TO DO = Add 86 to every coordinate in the answer points, and write out the material from the line with "Target: small rectangular window opening" up to and including its final line, keeping every line, requests included.
•••
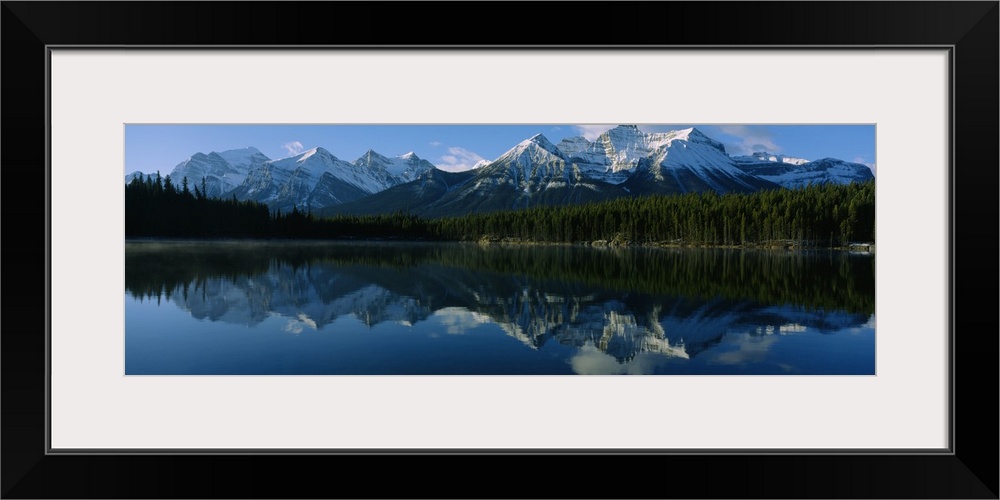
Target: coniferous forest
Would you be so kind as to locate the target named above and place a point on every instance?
(826, 215)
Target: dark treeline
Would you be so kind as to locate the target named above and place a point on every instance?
(831, 280)
(824, 215)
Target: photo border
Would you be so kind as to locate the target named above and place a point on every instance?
(31, 29)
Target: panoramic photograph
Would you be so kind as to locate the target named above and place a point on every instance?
(466, 249)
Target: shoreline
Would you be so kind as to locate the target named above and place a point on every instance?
(788, 245)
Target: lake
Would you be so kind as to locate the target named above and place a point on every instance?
(368, 308)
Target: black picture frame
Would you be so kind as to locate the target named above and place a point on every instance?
(969, 471)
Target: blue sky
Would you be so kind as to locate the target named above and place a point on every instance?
(151, 148)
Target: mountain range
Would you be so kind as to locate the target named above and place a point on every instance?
(623, 161)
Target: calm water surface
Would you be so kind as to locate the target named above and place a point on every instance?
(456, 309)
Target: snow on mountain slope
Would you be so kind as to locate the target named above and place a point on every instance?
(795, 175)
(222, 171)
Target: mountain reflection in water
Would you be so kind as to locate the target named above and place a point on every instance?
(613, 310)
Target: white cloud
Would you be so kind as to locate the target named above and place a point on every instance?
(459, 159)
(591, 132)
(457, 320)
(590, 360)
(753, 138)
(293, 148)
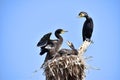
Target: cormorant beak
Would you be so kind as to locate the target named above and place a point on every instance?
(63, 32)
(82, 15)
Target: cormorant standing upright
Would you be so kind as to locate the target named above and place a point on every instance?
(87, 27)
(51, 46)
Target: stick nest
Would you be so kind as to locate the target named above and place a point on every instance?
(69, 67)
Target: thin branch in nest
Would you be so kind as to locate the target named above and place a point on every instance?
(67, 67)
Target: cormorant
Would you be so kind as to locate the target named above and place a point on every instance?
(43, 43)
(51, 46)
(87, 27)
(71, 51)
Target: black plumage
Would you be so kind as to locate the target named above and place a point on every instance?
(51, 46)
(71, 51)
(87, 27)
(43, 43)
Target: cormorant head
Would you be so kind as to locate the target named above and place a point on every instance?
(83, 14)
(60, 31)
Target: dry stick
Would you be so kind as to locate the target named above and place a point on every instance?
(71, 67)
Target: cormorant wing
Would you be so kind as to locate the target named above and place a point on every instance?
(44, 40)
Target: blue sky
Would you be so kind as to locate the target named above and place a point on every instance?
(24, 22)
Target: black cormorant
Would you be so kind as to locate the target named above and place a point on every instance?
(43, 43)
(87, 27)
(51, 46)
(71, 51)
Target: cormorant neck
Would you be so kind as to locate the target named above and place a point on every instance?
(87, 17)
(58, 36)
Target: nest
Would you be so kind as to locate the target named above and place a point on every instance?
(70, 67)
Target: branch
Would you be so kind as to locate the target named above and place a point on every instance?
(68, 67)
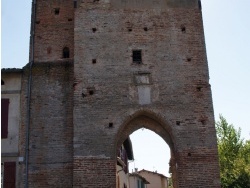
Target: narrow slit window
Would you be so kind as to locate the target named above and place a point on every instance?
(66, 52)
(137, 56)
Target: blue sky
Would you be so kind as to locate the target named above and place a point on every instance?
(227, 28)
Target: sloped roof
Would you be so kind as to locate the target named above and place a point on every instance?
(155, 173)
(139, 176)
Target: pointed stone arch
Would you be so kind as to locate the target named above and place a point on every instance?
(154, 122)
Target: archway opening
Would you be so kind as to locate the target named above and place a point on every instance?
(144, 162)
(151, 152)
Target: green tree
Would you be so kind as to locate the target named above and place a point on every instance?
(234, 156)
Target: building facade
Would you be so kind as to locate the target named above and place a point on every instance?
(101, 69)
(10, 125)
(155, 179)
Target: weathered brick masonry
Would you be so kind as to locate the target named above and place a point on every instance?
(84, 107)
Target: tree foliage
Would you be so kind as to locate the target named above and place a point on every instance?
(234, 156)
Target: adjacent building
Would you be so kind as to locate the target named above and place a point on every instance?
(137, 181)
(10, 125)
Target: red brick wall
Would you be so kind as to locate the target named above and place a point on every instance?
(94, 172)
(53, 32)
(75, 133)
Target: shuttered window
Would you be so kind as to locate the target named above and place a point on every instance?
(9, 175)
(4, 117)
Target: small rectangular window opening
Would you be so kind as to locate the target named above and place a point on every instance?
(137, 56)
(57, 11)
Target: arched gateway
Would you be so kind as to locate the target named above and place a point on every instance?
(132, 64)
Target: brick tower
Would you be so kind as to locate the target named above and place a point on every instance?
(105, 68)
•••
EXERCISE RESPONSE =
Target: small rectangular window opening
Would you be so kind as to locate the target named above and place a point on every instance?
(223, 142)
(143, 97)
Target: arched gateway
Would you be so kind as to locate the target named above and place a point on every instance?
(218, 150)
Target: brick tower
Would you be so kind as to locate the target named above and place a point on every instance?
(191, 154)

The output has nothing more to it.